__DOCUMENT EXTRACT__.
## start

However, Abrahamson cautioned against viewing the wasps as a magic cure-all for the problem. “We’re optimistic, but it may end up that they don’t make that big a difference in the long run….The hope is that this is something that contributes to lessening the population growth of the insect, and thereby makes other forms of management more effective.”
For now, emerald ash borers have not been identified in Duluth. When one looks across the harbor toward Superior, though, one can sense all those beady eyes watching.

Library report from 2006 backs up Reader

In my last cover story, I exposed a number of false claims about the condition and energy use of the Duluth Public Library made by the MSR consultants in their recent report.  Chief among these was the claim that the library loses $75,000 each year to energy flying out of the building envelope. I showed that most of this cost was actually due to water usage by the library’s outdated “pump-and-dump” cooling system, which uses millions of gallons of water to cool the building annually. Any modern system would eliminate the water cost—and the $75,000 waste—almost completely.
I have now found out that the city already knew this. In 2006, the city hired Johnson Controls to conduct an audit of city facilities and make recommendations to increase their efficiency. Many of the recommendations contained in that report were instituted during the following years: water meter infrastructure upgrades, street lighting efficiency improvements, steam plant efficiency improvements (which didn’t turn out to be all that efficient, but that’s another story), automatic meter reading technology, and more. One facility that the city ignored, however, was the Duluth Public Library.

## end

__SUPPLIED DATA__.
## start

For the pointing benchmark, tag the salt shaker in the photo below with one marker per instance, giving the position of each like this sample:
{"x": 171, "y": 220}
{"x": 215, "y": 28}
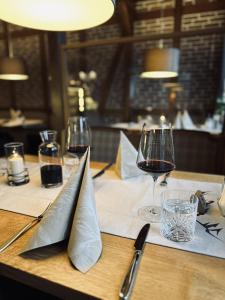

## end

__WHAT IS EXPECTED__.
Reproduce the passage of the Duluth article starting at "For now, emerald" and ending at "the $75,000 waste—almost completely.", substituting "structure" for each occurrence of "building".

__SOLUTION TO THE EXERCISE__.
For now, emerald ash borers have not been identified in Duluth. When one looks across the harbor toward Superior, though, one can sense all those beady eyes watching.

Library report from 2006 backs up Reader

In my last cover story, I exposed a number of false claims about the condition and energy use of the Duluth Public Library made by the MSR consultants in their recent report.  Chief among these was the claim that the library loses $75,000 each year to energy flying out of the structure envelope. I showed that most of this cost was actually due to water usage by the library’s outdated “pump-and-dump” cooling system, which uses millions of gallons of water to cool the structure annually. Any modern system would eliminate the water cost—and the $75,000 waste—almost completely.